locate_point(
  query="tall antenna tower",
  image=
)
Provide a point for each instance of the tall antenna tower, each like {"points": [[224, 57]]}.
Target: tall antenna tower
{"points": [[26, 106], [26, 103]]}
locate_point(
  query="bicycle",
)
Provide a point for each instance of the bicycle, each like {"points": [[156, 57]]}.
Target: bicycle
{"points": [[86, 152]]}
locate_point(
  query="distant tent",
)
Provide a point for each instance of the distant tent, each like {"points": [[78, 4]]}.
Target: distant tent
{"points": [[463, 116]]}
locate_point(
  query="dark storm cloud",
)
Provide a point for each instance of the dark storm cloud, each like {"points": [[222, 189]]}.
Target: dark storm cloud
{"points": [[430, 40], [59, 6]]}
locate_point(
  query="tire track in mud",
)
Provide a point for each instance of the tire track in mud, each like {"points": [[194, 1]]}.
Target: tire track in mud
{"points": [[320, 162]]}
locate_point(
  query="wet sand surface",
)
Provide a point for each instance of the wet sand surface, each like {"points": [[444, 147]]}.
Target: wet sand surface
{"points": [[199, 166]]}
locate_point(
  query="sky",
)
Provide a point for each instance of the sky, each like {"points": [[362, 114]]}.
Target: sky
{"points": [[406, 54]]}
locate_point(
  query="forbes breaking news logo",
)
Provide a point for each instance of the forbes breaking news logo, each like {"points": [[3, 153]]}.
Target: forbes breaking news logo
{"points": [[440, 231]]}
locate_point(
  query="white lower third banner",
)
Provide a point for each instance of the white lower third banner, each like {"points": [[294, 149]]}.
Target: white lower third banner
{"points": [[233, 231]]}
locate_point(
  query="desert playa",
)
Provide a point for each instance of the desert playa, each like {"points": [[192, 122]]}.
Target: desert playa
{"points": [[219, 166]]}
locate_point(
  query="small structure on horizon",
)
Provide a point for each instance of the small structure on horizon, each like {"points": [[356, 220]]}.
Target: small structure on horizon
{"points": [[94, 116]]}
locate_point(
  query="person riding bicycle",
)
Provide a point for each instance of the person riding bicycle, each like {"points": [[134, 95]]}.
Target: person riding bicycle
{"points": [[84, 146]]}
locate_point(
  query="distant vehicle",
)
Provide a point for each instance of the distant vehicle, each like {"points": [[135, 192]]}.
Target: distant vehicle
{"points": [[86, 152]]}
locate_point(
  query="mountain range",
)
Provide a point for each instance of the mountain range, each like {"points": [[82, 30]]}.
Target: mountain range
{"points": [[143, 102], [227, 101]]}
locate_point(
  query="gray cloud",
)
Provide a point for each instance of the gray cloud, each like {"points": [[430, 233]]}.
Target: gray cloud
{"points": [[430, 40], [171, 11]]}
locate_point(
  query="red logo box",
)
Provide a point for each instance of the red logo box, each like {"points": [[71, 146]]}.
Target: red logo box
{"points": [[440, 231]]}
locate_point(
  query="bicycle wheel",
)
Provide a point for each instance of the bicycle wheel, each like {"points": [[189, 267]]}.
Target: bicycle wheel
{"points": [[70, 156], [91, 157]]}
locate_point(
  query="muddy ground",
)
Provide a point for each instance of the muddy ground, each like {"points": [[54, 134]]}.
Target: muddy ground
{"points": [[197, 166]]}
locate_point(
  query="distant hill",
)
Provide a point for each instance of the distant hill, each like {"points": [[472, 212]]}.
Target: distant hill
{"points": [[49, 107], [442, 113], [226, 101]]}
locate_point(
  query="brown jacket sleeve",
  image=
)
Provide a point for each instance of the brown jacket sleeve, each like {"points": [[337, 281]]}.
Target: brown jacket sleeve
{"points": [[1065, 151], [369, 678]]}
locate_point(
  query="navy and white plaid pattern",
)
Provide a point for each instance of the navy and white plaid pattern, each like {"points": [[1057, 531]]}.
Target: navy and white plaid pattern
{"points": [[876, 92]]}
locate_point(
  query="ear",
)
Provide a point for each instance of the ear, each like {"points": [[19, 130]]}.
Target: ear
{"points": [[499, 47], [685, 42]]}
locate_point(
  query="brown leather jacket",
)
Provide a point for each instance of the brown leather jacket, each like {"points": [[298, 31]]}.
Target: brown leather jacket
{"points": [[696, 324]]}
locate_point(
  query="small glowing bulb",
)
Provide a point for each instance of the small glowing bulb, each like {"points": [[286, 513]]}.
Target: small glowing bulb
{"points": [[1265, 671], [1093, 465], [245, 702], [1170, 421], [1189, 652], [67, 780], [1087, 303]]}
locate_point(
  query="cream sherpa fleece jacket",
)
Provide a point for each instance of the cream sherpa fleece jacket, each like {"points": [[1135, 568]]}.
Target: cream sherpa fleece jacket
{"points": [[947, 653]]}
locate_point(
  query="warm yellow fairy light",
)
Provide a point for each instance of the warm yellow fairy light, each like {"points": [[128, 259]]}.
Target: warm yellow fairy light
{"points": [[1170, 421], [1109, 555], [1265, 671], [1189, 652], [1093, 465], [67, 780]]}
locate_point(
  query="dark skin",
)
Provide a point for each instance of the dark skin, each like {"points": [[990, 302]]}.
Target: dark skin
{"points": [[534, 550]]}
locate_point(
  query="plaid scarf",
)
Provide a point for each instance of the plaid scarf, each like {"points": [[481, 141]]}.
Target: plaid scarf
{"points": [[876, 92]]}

» Istruzioni di lavoro
Raccogli, per favore, tutte le righe riportate sopra che contengono la parola "ground". Tieni conto di maiuscole e minuscole.

» Risultato finale
  query="muddy ground",
Provide a point for each instance of the muddy ground, each like {"points": [[54, 134]]}.
Target: muddy ground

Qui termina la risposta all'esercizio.